(Data records)
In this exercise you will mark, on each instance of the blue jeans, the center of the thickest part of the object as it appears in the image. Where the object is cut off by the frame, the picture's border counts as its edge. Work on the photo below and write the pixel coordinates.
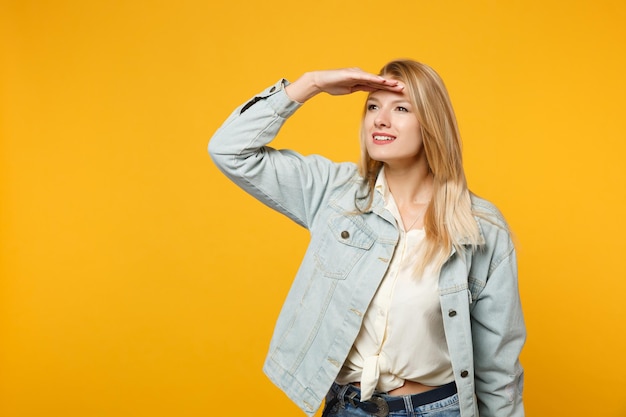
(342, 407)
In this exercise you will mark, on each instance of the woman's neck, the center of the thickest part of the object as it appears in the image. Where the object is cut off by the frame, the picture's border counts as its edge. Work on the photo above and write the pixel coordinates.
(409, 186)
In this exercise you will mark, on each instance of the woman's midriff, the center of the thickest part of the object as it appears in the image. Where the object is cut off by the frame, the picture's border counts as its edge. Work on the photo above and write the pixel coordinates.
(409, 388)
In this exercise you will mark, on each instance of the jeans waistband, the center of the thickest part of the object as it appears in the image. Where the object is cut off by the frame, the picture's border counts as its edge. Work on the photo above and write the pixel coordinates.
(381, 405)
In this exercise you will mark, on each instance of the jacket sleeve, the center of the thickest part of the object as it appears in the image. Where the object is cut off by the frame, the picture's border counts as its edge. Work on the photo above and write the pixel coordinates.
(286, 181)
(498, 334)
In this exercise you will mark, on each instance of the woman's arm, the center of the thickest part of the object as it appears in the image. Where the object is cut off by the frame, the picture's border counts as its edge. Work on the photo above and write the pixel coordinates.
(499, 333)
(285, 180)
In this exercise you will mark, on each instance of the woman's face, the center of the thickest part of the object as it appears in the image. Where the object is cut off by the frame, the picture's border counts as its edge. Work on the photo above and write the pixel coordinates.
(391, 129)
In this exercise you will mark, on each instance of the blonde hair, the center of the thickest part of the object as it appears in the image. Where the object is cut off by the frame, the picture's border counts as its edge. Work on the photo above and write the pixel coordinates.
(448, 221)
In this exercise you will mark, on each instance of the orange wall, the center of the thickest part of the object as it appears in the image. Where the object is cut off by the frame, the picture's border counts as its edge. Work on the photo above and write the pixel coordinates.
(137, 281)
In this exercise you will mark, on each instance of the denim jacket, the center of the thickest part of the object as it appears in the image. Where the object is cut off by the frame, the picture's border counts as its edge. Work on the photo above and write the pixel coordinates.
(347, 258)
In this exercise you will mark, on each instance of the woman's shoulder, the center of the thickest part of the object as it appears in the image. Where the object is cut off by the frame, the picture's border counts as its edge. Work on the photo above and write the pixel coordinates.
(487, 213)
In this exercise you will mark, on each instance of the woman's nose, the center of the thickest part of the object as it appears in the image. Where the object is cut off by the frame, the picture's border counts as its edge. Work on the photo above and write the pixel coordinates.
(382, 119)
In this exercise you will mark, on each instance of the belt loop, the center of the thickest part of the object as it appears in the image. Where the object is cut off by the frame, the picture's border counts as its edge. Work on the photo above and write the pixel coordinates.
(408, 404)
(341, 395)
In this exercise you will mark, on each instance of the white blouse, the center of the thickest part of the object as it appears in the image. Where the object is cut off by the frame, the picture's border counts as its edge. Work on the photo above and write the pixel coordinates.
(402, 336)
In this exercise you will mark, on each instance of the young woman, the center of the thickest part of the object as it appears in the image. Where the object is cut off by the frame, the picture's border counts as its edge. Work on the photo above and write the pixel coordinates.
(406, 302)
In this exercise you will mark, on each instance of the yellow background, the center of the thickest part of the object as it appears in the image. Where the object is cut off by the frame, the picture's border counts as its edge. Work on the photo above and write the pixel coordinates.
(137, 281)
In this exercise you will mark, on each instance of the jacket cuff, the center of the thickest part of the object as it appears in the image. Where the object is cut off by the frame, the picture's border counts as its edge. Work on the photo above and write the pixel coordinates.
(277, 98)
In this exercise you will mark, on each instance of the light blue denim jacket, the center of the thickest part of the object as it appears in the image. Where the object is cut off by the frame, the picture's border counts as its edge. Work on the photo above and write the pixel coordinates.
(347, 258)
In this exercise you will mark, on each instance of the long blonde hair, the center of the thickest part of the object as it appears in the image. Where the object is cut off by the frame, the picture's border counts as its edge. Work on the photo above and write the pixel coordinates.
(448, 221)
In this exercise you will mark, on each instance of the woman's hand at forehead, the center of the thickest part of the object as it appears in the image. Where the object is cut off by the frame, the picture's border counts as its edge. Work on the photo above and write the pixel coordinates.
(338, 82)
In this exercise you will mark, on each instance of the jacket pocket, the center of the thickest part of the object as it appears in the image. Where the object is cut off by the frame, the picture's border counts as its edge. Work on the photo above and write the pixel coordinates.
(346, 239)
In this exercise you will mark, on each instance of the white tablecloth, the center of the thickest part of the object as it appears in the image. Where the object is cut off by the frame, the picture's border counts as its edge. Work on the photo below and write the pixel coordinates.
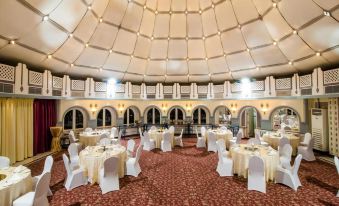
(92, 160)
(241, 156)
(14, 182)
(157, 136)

→ TASK DIRECTIONS
Retype all entries exactly as they appear, dropping the images.

→ RESULT OF THIS TASK
In this exercise you will mark, on each instance of the blue jeans, the center of the thickest part of the object as it appears in the image. Where the object is cut off by the frame, the picture's border counts as its edge. Work on the photo below and write the pixel coordinates.
(342, 407)
In this exercise you will mark, on each instance of the woman's neck, the center of the thickest part of the object as it appears in the image. Where the object is cut off by the frame, the picture's border counts as its edge. Work on the photo above and write the pixel coordinates.
(409, 186)
In this exercise you will mark, on each instance of the woman's midriff, the center of the thickest part of the object as it appears in the image. Where the object is cut off by the frame, the picture's border counts as its edge. Work on the photo above and write the pixel coordinates.
(409, 388)
In this exercise you will mark, on each instance of the jeans waistband, the center of the thickest part of the object as it appears in the image. Where the object is cut off by the frame, the picture's border counts as its edge. Work on the photo above and write the pixel coordinates.
(381, 405)
In this exercise you will mark, on each instance of the jacket sleeve, the center of the thickest part of the object as it appears in the image. Where the object is cut off by the frame, the picture's border counts as its edge. Work on the photo above and write the pixel coordinates.
(286, 181)
(498, 334)
In this exercise you will mark, on each instance of the woman's arm, the center of the thickest part of the object as it appears in the image. Where the object is cut off by the frame, the picture's border counts as its edge. Work on the photo above and write the pixel coordinates.
(499, 333)
(285, 180)
In this exercise you will mark, on each instance of the woman's face, the center of the thickest part of the object as it appears in the image. Where the object is cut off by the frame, the picture's border counts as its edge. Work on the photo above and write the pixel coordinates.
(391, 129)
In this exercise you will mark, on each instance of the blonde hair, the center of the thickest part of the object as it appears in the image. Where the object is cut off by the frame, the picture's border counts as its edge. Work on the photo above and write the pixel coordinates.
(448, 221)
In this exercise you will mark, on each instance of the orange wall, the center of the thickest part of the object as it appears in the image. Where the object is cut off by the frame, the picture's border counts as its edge. Work on the photo above and write the pixel coordinates.
(137, 281)
In this exercise you will mark, on each instance of the denim jacket, the center of the thickest part of the object as it appears in the image. Where the object is cut off by the frame, the picture's border counts as its edge. Work on the photo above and write the pixel coordinates.
(347, 258)
In this exercise you will mark, on each instance of the woman's shoulder, the center of the thickest part of the object as it appears in the image. Where the object is cut off by the frame, the picture's border counts as its edge. Work on the photo above and write the pixel coordinates.
(487, 213)
In this exercise you will mark, on each instance of the woman's nose, the center of the thickest part of the object as it appears in the image. Where the object is cut off by the frame, the picture's border counts as its edge. Work on the photo above and write the pixel coordinates.
(382, 119)
In this exercise you will mark, on each instance of the belt loop, the center of the thickest part of the object as it appears in the image. Where the object is cut off by the frame, the picture's border counts as its edge. Work on the photo above and write the pixel coordinates.
(408, 404)
(341, 395)
In this exercise you will mark, on each instance of the white blouse, the center of the thickest part of the object as it appears in the image. Where the object is cut off by the frame, the picture's border counts as its edge. Work on the photo above and write the pixel coordinates.
(402, 336)
In this exercise you will mark, on each instance of the young woman, the center of the thickest part of the object as it appears in the image. Where the object is cut off by the frame, the picture's border counts as its edge. Work on the photo above and write the pixel coordinates.
(406, 302)
In this exercise you will mark, on each instance of the yellow background, the center of the thickest part of the object as it appears in the image. Where the object is cut off by the frame, the picture's border counts as its edge. Work on the photo above and write the pixel coordinates.
(137, 281)
In this exercise you will mark, on each instance of the jacket cuff, the center of the thickest part of the object as it appears in the image. Where the object is cut off by the frame, the picture's border counts as its edge. Work on the photo above and write the pixel coordinates.
(277, 98)
In this exercise you will mark, on each instance of the light blue denim jacket, the center of the thickest part of the object as it appears in the image. Where the object is cut off by the frame, the picture's border counts as its edge. Work on the photo above and write the pixel coordinates.
(347, 258)
In this exercise you will mark, on each instance of the long blonde hair, the center of the thickest part of the object as it appears in the image. Where the object is cut off by the frame, the picture's border counts as its edge. Work on the photo above and write the pixel coordinates.
(448, 221)
In this exercise you will mark, on each instance of the woman's hand at forehead, the center of the thickest part of the object as it appears in the image. Where the object is cut off by the frame, the picture's border counts as its edge. Work on the photo above and write the pixel coordinates.
(338, 82)
In this exercise you will mark, on each instance of the jacket pocket, the center of the thickest part of the object as it appears in the image. Where the object is cut off by the frame, the picture's border counts as its edge. Work on the photo above and write the pixel coordinates.
(346, 239)
In this exercise you will mark, on each instance of the white tablecloth, the center of the thickest part of the object as it appears in the image. Where the object is cut off by the frame, the picture's border counts as its edge. Work on the photo below and write the pixel coordinates.
(92, 160)
(241, 156)
(14, 182)
(157, 136)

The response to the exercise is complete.